** start Entries provided **

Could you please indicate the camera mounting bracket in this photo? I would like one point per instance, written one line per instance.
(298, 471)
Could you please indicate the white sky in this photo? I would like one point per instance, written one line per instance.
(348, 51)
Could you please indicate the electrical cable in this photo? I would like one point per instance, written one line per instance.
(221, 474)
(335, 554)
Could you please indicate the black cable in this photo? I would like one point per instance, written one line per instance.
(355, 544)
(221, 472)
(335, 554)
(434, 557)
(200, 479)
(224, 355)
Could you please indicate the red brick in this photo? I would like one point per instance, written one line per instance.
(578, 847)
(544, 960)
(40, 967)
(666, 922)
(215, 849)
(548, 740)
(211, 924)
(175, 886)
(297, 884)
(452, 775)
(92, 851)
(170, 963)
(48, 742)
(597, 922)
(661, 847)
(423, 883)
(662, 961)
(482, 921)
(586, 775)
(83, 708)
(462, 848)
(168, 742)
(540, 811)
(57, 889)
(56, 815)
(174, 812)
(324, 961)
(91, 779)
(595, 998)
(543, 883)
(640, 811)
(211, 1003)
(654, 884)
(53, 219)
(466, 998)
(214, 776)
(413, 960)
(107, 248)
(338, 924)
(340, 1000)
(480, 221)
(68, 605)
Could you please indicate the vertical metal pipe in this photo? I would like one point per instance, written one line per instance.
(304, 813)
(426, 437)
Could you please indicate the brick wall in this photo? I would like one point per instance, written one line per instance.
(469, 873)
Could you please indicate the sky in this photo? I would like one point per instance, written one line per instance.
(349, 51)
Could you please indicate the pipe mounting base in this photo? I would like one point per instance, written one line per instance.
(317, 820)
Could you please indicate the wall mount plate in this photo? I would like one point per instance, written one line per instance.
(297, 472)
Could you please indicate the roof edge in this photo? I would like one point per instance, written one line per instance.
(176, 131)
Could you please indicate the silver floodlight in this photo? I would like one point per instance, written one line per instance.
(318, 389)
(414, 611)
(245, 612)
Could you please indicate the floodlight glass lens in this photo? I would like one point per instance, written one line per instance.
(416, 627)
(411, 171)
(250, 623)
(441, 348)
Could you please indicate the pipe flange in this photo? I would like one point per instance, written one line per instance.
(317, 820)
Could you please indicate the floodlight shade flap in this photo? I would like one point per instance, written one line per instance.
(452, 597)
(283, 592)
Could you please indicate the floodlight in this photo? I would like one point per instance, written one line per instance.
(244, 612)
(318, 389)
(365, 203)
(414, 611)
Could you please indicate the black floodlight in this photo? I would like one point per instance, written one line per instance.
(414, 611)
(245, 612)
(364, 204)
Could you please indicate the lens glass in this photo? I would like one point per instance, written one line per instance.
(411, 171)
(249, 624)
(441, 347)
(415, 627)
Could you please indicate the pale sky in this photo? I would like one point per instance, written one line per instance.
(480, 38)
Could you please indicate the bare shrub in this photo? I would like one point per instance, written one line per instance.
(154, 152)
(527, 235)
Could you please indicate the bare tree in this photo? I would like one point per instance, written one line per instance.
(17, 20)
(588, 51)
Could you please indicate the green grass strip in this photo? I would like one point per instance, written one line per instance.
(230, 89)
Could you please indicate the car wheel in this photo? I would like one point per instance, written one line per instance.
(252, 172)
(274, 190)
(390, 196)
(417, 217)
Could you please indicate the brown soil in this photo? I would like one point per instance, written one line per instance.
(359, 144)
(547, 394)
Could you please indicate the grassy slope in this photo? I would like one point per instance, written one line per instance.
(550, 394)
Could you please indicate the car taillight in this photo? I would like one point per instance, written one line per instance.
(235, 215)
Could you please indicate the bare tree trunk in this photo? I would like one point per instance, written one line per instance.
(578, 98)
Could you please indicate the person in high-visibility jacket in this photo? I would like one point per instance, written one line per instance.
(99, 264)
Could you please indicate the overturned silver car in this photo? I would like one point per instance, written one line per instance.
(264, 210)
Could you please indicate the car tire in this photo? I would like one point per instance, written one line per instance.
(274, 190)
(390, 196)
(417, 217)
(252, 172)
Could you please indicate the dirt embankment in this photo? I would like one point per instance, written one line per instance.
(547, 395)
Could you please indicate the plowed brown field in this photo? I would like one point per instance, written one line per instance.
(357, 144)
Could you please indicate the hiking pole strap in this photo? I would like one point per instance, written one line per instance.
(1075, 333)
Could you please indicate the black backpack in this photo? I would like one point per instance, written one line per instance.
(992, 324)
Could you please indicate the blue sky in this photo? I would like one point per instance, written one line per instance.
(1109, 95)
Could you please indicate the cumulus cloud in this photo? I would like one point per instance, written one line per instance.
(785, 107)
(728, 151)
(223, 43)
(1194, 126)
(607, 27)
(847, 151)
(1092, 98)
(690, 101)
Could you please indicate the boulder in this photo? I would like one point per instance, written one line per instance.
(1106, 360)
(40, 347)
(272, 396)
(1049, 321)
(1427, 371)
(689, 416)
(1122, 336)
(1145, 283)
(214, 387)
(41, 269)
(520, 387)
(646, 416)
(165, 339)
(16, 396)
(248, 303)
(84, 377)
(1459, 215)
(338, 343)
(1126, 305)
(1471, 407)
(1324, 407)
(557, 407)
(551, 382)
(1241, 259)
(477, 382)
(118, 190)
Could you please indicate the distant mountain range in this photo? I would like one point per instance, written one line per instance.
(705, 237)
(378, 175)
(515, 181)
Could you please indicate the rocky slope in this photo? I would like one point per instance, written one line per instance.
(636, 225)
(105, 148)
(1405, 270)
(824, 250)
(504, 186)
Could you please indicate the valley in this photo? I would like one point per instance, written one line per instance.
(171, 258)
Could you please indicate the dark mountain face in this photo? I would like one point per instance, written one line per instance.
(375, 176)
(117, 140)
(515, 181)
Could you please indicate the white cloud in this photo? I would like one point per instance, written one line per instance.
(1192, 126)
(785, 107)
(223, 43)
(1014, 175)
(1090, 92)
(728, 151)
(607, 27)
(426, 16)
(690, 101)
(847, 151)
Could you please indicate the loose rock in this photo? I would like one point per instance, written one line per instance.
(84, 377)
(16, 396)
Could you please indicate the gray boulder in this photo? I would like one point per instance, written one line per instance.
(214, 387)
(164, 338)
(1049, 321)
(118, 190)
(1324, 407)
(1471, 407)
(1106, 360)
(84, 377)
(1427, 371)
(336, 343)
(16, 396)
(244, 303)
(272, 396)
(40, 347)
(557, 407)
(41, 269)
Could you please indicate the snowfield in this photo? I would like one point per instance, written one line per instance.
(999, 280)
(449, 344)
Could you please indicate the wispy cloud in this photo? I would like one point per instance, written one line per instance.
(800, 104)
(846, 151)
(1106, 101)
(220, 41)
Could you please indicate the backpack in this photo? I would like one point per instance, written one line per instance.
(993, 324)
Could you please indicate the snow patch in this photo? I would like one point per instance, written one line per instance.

** end Entries provided **

Begin at the row that has "Could you please indicate the brown" and stop after the row that has "(1075, 333)". Write those rows out again, replacing "indicate" with "mark" throughout and leaving everything else unchanged.

→ **Answer to the exercise**:
Could you please mark the brown soil in this photo? I would like one point per instance, written one line per instance.
(359, 144)
(547, 394)
Could you please mark the grassy slope in this photo? I would like one point per instance, written one line per instance.
(550, 394)
Could you please mark the car taillight in this photo? I would like one point per instance, written one line per instance.
(235, 215)
Could you please mark the bare tree trunk in this photo? I would like one point per instance, written one line per instance.
(578, 98)
Could you please mark the person in high-visibility jacket in this photo? I would like one point per instance, written one line per instance.
(99, 264)
Could you please mark the overturned silver car in this photo? I would like one point per instance, written one line per instance.
(264, 210)
Could you please mark the car tire in this photo? I would like one point per instance, written one line per instance.
(274, 190)
(390, 196)
(417, 217)
(252, 172)
Could you please mark the dirt embankment in this photo? I would like one point per instance, written one line per instance.
(547, 395)
Could you please mark the plowed brown field in this photo? I would like one point per instance, written one line per instance.
(357, 144)
Could you please mark the hiking pole strap in this photo? I would like one point per instance, written one line per instance.
(1075, 333)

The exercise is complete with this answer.